_What you need to do:_
Recast the lines below as a Markdown table with the columns Row and Line, numbering each line and omitting blank lines. Leave the pictures out of the answer.
■ ■ ■ ■ ■
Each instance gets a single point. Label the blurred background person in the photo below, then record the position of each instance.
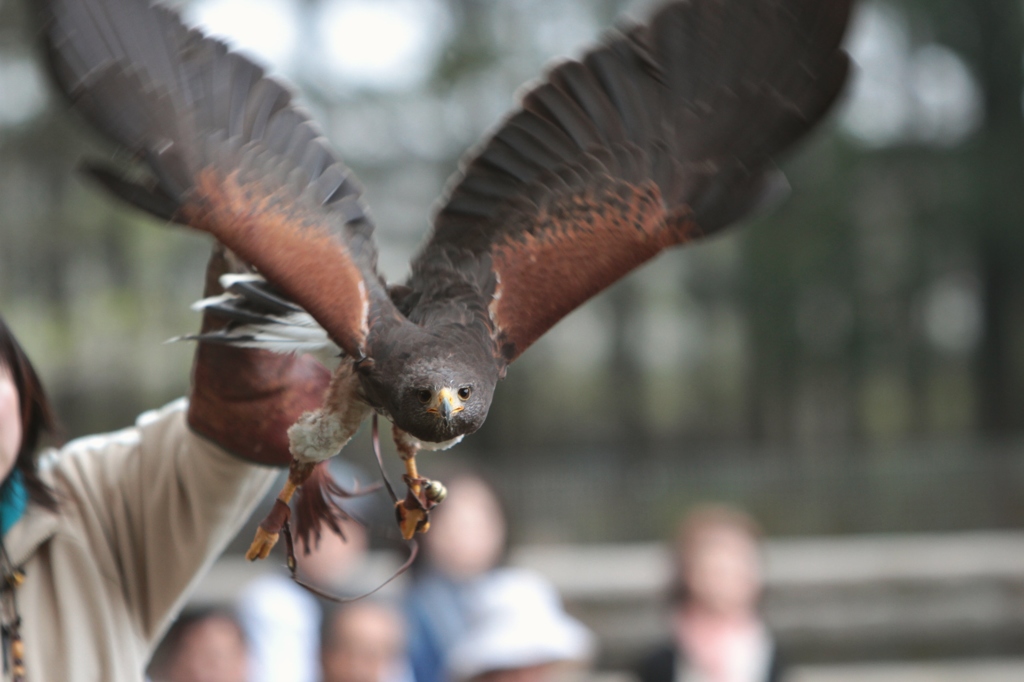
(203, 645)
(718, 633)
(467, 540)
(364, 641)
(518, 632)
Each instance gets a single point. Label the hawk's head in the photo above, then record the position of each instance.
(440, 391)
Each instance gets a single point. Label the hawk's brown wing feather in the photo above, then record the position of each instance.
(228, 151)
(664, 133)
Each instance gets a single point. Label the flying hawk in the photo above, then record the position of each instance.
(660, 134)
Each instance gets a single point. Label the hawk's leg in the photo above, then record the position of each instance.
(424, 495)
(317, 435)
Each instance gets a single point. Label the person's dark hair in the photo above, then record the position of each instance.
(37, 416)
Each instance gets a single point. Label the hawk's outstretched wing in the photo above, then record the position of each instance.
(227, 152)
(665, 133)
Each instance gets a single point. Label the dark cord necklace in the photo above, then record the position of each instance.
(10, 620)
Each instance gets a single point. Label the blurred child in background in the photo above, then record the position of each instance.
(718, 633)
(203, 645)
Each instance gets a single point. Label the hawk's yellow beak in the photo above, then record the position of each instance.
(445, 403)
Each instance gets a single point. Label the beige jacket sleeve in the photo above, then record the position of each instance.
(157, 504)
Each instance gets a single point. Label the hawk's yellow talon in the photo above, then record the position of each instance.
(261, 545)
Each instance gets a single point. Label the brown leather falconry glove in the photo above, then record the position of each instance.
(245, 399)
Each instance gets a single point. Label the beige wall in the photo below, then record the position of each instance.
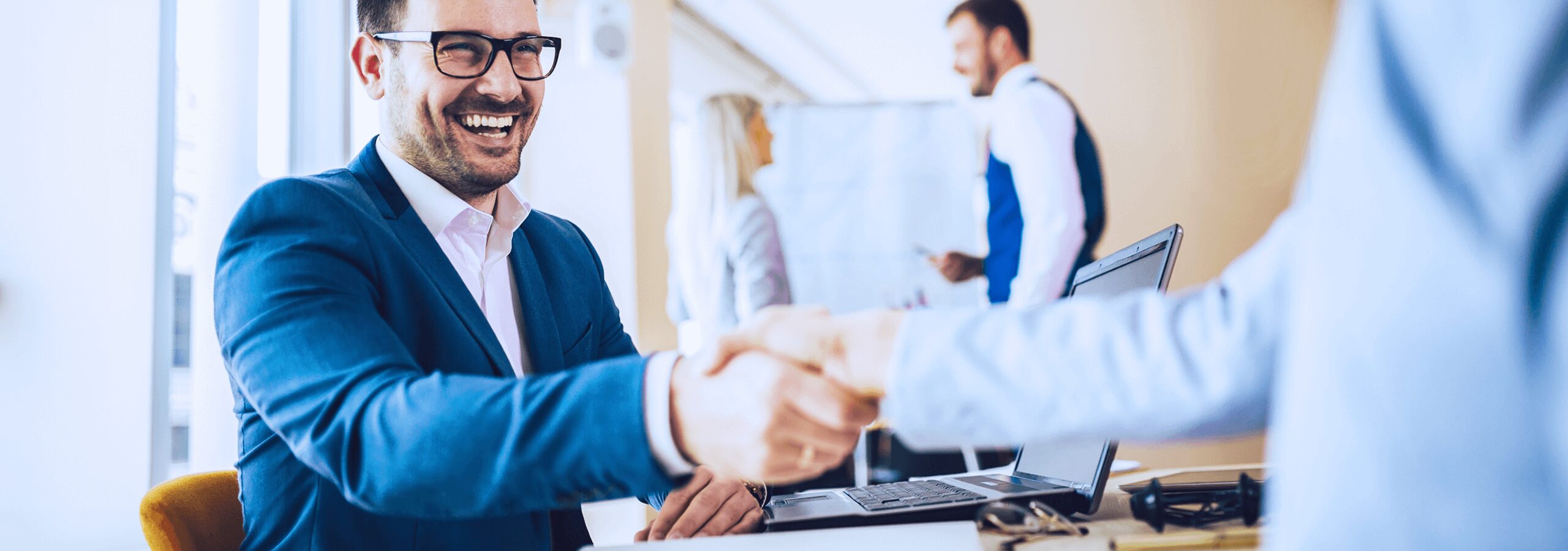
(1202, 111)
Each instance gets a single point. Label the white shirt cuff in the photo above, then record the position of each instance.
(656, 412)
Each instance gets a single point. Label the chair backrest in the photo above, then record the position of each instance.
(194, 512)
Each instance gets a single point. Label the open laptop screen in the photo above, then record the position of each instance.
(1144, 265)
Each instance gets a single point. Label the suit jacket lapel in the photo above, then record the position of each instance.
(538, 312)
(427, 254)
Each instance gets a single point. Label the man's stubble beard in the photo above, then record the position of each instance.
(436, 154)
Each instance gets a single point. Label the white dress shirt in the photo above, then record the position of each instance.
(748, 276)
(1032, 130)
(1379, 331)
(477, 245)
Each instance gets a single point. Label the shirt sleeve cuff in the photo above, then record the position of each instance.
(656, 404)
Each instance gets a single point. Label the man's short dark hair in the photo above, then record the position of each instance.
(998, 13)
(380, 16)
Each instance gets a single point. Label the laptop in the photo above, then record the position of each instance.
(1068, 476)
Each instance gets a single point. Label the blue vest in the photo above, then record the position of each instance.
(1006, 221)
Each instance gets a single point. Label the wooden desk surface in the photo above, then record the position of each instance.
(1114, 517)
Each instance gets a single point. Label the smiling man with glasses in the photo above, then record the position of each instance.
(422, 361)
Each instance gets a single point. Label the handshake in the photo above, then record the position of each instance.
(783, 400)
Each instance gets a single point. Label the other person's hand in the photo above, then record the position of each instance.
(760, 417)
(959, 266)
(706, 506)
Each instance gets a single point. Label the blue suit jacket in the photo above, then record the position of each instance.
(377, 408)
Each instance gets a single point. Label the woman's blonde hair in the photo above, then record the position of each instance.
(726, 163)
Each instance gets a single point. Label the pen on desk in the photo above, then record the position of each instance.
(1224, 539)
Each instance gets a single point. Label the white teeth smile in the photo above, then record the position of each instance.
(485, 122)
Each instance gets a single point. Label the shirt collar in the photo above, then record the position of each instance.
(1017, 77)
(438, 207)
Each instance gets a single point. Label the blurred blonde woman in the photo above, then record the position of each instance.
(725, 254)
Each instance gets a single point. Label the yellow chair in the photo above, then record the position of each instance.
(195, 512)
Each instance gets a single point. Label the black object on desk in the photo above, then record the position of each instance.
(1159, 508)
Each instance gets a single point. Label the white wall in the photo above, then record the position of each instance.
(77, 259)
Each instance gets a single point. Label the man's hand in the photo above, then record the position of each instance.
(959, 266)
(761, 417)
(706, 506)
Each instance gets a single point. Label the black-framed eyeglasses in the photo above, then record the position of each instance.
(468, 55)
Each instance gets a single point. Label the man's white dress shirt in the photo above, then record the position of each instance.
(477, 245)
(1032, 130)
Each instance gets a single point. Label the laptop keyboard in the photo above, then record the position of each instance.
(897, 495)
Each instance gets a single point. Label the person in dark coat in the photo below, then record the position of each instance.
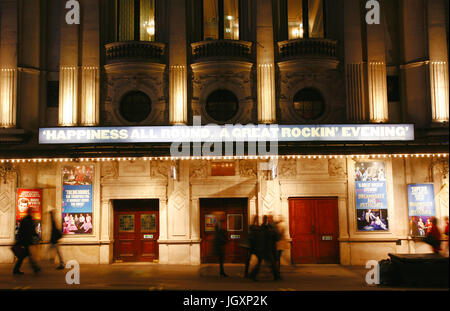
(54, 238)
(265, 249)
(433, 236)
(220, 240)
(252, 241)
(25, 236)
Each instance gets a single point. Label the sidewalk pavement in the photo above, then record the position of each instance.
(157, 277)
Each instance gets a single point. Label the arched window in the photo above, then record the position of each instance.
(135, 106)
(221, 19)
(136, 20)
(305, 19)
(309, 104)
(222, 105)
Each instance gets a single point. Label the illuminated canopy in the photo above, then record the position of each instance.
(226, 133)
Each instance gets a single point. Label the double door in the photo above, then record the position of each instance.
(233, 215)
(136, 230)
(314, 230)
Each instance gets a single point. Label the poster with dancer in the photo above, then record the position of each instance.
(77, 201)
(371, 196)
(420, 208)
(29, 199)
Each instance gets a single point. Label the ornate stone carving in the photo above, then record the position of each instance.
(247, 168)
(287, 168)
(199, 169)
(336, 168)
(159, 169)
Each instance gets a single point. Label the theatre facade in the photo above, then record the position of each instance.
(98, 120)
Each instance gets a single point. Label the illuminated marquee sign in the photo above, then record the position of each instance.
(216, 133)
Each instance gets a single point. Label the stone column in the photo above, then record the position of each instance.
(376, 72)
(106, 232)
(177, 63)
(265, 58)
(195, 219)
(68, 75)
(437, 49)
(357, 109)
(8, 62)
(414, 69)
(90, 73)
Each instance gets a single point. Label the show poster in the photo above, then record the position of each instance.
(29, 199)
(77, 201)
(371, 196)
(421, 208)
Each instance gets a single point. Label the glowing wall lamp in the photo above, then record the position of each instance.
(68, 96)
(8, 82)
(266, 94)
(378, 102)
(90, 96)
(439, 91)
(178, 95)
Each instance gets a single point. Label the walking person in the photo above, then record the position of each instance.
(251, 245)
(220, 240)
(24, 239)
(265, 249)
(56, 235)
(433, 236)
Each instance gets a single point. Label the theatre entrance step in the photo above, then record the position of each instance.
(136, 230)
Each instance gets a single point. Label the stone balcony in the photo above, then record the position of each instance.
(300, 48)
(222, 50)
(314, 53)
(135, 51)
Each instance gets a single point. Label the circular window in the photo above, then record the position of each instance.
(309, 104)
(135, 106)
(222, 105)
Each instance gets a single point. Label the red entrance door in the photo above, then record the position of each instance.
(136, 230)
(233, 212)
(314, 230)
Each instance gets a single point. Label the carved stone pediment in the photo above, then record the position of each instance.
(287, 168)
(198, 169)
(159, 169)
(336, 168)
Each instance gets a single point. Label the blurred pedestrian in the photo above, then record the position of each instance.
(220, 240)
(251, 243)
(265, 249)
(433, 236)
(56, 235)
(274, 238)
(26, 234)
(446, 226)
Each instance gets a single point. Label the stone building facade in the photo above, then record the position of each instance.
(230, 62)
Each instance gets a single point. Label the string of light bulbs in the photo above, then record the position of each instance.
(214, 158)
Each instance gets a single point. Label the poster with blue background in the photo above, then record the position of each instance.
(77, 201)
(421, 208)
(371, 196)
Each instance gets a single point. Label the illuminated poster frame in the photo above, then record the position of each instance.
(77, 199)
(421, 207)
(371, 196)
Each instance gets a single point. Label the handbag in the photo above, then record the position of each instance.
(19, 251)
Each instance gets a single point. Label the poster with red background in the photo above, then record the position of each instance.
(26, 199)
■ ■ ■ ■ ■
_Result of this exercise:_
| Row | Line |
|---|---|
| 1 | Each instance gets a single point. Label the blurred background person in the photo below, then record the position of each instance. |
| 2 | (203, 645) |
| 3 | (718, 633) |
| 4 | (467, 540) |
| 5 | (364, 641) |
| 6 | (518, 632) |
| 7 | Each instance gets a single point. Label the hawk's head in the photo above, then record the position of each instance. |
| 8 | (440, 391) |
| 9 | Each instance gets a single point. Label the hawk's brown wing feather in the photo above, then record the position of each instance. |
| 10 | (228, 151) |
| 11 | (664, 133) |
| 12 | Each instance gets a single point. Label the flying hawk in the photo above, then record the position of each instance. |
| 13 | (660, 134) |
| 14 | Each instance gets a single point. Label the hawk's leg in the photo above, then record the position of each instance. |
| 15 | (424, 495) |
| 16 | (317, 435) |
| 17 | Each instance gets a single point. Label the person's dark hair in the photo above, then record the position of each instance. |
| 18 | (37, 416) |
| 19 | Each instance gets a single point. Label the hawk's outstretched wing in the photo above, then record the position of each instance. |
| 20 | (227, 152) |
| 21 | (665, 133) |
| 22 | Each instance gets a single point. Label the dark cord necklace in the photo above, then record the position of each instance. |
| 23 | (10, 620) |
| 24 | Each instance gets a single point. Label the blurred child in background in the photo above, then record the position of each instance. |
| 25 | (718, 633) |
| 26 | (203, 645) |
| 27 | Each instance gets a single point. Label the hawk's yellow beak in the photo above, then record the position of each instance. |
| 28 | (445, 403) |
| 29 | Each instance gets a single point. Label the beige jacket sleeve in the photo above, then record the position of each instance. |
| 30 | (157, 504) |
| 31 | Each instance gets a single point. Label the hawk's yellow talon in the photo above, then record the position of each instance. |
| 32 | (261, 545) |
| 33 | Each instance gets a single point. Label the brown leather falconry glove in the photo above, then record the position of each instance. |
| 34 | (245, 399) |
| 35 | Each instance gets a single point. Label the beige wall in the photo below, then record the position of each instance. |
| 36 | (1202, 111) |
| 37 | Each instance gets a single point. Label the white shirt cuff in the photo above, then record the position of each instance. |
| 38 | (656, 412) |
| 39 | Each instance gets a single point. Label the chair backrest in the photo above, then record the position of each instance. |
| 40 | (194, 512) |
| 41 | Each instance gets a single point. Label the open laptop screen in the photo above, then record the position of each instance. |
| 42 | (1144, 265) |
| 43 | Each instance gets a single point. Label the suit jacket lapel in the photo above, then record the position of each instance. |
| 44 | (538, 312) |
| 45 | (427, 254) |
| 46 | Each instance gets a single point. Label the man's stubble beard in the photo above, then record the position of each instance. |
| 47 | (436, 154) |
| 48 | Each instance gets a single point. Label the white dress shirt in the photo above, then record the position of each instance. |
| 49 | (748, 276) |
| 50 | (1032, 130) |
| 51 | (1379, 331) |
| 52 | (477, 245) |
| 53 | Each instance gets a single point. Label the shirt sleeve cuff in the photo above, then record the position of each instance. |
| 54 | (656, 404) |
| 55 | Each instance gets a single point. Label the man's short dark hair in the photo above, then record the position of each instance. |
| 56 | (998, 13) |
| 57 | (380, 16) |
| 58 | Each instance gets a single point. Label the laptop in the photo above, then record the position of each instance. |
| 59 | (1068, 476) |
| 60 | Each instance gets a single point. Label the blue vest in the photo above, then record the position of each instance. |
| 61 | (1006, 221) |
| 62 | Each instance gets a single point. Label the wooden desk surface in the photo above, then record the position of each instance. |
| 63 | (1114, 517) |
| 64 | Each instance gets a single point. Label the smiling man with glasses in the photo above, then record the position of each instance. |
| 65 | (422, 361) |
| 66 | Each instance gets a single point. Label the handshake in the photo above, then record the position of each instance. |
| 67 | (783, 400) |
| 68 | Each instance gets a single point. Label the other person's hand in the photo above, then record the position of each instance. |
| 69 | (760, 417) |
| 70 | (959, 266) |
| 71 | (706, 506) |
| 72 | Each instance gets a single point. Label the blue suit jacket in the photo above, then record the position of each instance. |
| 73 | (377, 408) |
| 74 | Each instance gets a single point. Label the woman's blonde hair in the photo above, then record the position of each instance. |
| 75 | (726, 163) |
| 76 | Each instance gets a single point. Label the pen on desk in the photo above, then record the position of each instance. |
| 77 | (1224, 539) |
| 78 | Each instance gets a single point. Label the white teeth smile in the photo above, then record the position of each instance. |
| 79 | (485, 122) |
| 80 | Each instance gets a single point. Label the shirt collar in the photo above, then record the position of each instance. |
| 81 | (1017, 77) |
| 82 | (438, 207) |
| 83 | Each instance gets a single point. Label the blurred blonde woman in the photo above, then record the position of each instance. |
| 84 | (725, 254) |
| 85 | Each instance gets a single point. Label the yellow chair in the photo above, then record the position of each instance. |
| 86 | (195, 512) |
| 87 | Each instance gets a single point. Label the black object on desk in the photo above, then record the position of each instance. |
| 88 | (1159, 508) |
| 89 | Each instance gets a single point. Label the white wall in the photo above, then record the position of each instance. |
| 90 | (77, 259) |
| 91 | Each instance gets a single point. Label the man's hand in the photo above, then record the position of each instance. |
| 92 | (959, 266) |
| 93 | (761, 417) |
| 94 | (706, 506) |
| 95 | Each instance gets a single point. Label the black-framed eyeglasses in the photo above, then record the position of each instance. |
| 96 | (468, 55) |
| 97 | Each instance gets a single point. Label the man's white dress shirt in the photo above, then record the position of each instance. |
| 98 | (477, 245) |
| 99 | (1032, 130) |
| 100 | Each instance gets a single point. Label the laptop keyboard in the photo above, then record the position of each instance. |
| 101 | (897, 495) |
| 102 | Each instance gets a single point. Label the person in dark coat in the photo below, then record the position of each instance. |
| 103 | (54, 238) |
| 104 | (265, 249) |
| 105 | (433, 236) |
| 106 | (220, 240) |
| 107 | (252, 241) |
| 108 | (25, 236) |
| 109 | Each instance gets a single point. Label the sidewalk pavement in the photo above, then record the position of each instance. |
| 110 | (157, 277) |
| 111 | Each instance gets a single point. Label the arched window in the photo above, then record the position of each instance. |
| 112 | (135, 106) |
| 113 | (221, 19) |
| 114 | (136, 20) |
| 115 | (305, 19) |
| 116 | (309, 104) |
| 117 | (222, 105) |
| 118 | Each instance gets a single point. Label the illuminated canopy in the photo above, then record the position of each instance. |
| 119 | (226, 133) |
| 120 | Each instance gets a single point. Label the double door in the photo above, then record the position of each instance. |
| 121 | (233, 215) |
| 122 | (136, 230) |
| 123 | (314, 230) |
| 124 | Each instance gets a single point. Label the poster with dancer in the photo above, then record the position of each instance. |
| 125 | (77, 201) |
| 126 | (371, 196) |
| 127 | (420, 208) |
| 128 | (29, 199) |
| 129 | Each instance gets a single point. Label the ornate stone carving in the photo above, then record the position of each instance. |
| 130 | (247, 168) |
| 131 | (287, 168) |
| 132 | (199, 169) |
| 133 | (336, 168) |
| 134 | (159, 169) |
| 135 | Each instance gets a single point. Label the theatre facade in the photo above, then record the position of each instance. |
| 136 | (98, 120) |
| 137 | Each instance gets a single point. Label the illuminated marquee sign in the photo above, then record the position of each instance. |
| 138 | (216, 133) |
| 139 | Each instance gets a single point. Label the stone column in the photo above, then record the position of each instance. |
| 140 | (376, 72) |
| 141 | (106, 232) |
| 142 | (177, 63) |
| 143 | (265, 58) |
| 144 | (195, 219) |
| 145 | (68, 75) |
| 146 | (437, 49) |
| 147 | (357, 109) |
| 148 | (8, 62) |
| 149 | (414, 69) |
| 150 | (90, 73) |
| 151 | Each instance gets a single point. Label the show poster in the photo above, then record the position of each instance. |
| 152 | (29, 199) |
| 153 | (77, 201) |
| 154 | (371, 196) |
| 155 | (421, 208) |
| 156 | Each instance gets a single point. Label the glowing wall lamp in the photo above, then record the position of each instance. |
| 157 | (68, 96) |
| 158 | (8, 82) |
| 159 | (266, 94) |
| 160 | (378, 102) |
| 161 | (90, 96) |
| 162 | (439, 91) |
| 163 | (178, 95) |
| 164 | Each instance gets a single point. Label the walking person in the photo above, then record the position of each instance. |
| 165 | (251, 245) |
| 166 | (220, 240) |
| 167 | (24, 239) |
| 168 | (265, 249) |
| 169 | (56, 235) |
| 170 | (433, 236) |
| 171 | Each instance gets a single point. Label the theatre entrance step in the photo above, then record the position of each instance. |
| 172 | (136, 230) |
| 173 | Each instance gets a single point. Label the stone balcony in the photo above, then record the position of each instance. |
| 174 | (300, 48) |
| 175 | (222, 50) |
| 176 | (314, 53) |
| 177 | (135, 51) |
| 178 | Each instance gets a single point. Label the circular window in the photo above, then record the position of each instance. |
| 179 | (309, 104) |
| 180 | (135, 106) |
| 181 | (222, 105) |
| 182 | Each instance gets a single point. Label the red entrance door in the photo above, then record the position of each instance. |
| 183 | (136, 230) |
| 184 | (233, 212) |
| 185 | (314, 230) |
| 186 | Each instance gets a single point. Label the carved stone pediment in the photo above, then record the position of each instance. |
| 187 | (287, 168) |
| 188 | (198, 169) |
| 189 | (159, 169) |
| 190 | (336, 168) |
| 191 | Each instance gets a single point. Label the blurred pedestrian in the photo above, then record the position of each instance. |
| 192 | (220, 240) |
| 193 | (251, 243) |
| 194 | (265, 249) |
| 195 | (433, 236) |
| 196 | (56, 235) |
| 197 | (274, 238) |
| 198 | (26, 234) |
| 199 | (446, 226) |
| 200 | Each instance gets a single point. Label the stone building facade in the photo above, then record the position of each instance. |
| 201 | (230, 62) |
| 202 | Each instance gets a single point. Label the string of light bulbs in the photo above, then record the position of each instance. |
| 203 | (214, 158) |
| 204 | Each instance gets a single point. Label the poster with blue background in the photo above, then record the position of each instance. |
| 205 | (77, 201) |
| 206 | (421, 208) |
| 207 | (371, 196) |
| 208 | Each instance gets a single point. Label the illuminated poster frame in the photo above, then record the position of each instance. |
| 209 | (77, 199) |
| 210 | (421, 207) |
| 211 | (371, 196) |
| 212 | Each instance gets a single point. Label the handbag in the photo above, then record the position of each instance. |
| 213 | (19, 251) |
| 214 | Each instance gets a single point. Label the poster with red background in the photo above, then record the position of each instance. |
| 215 | (26, 199) |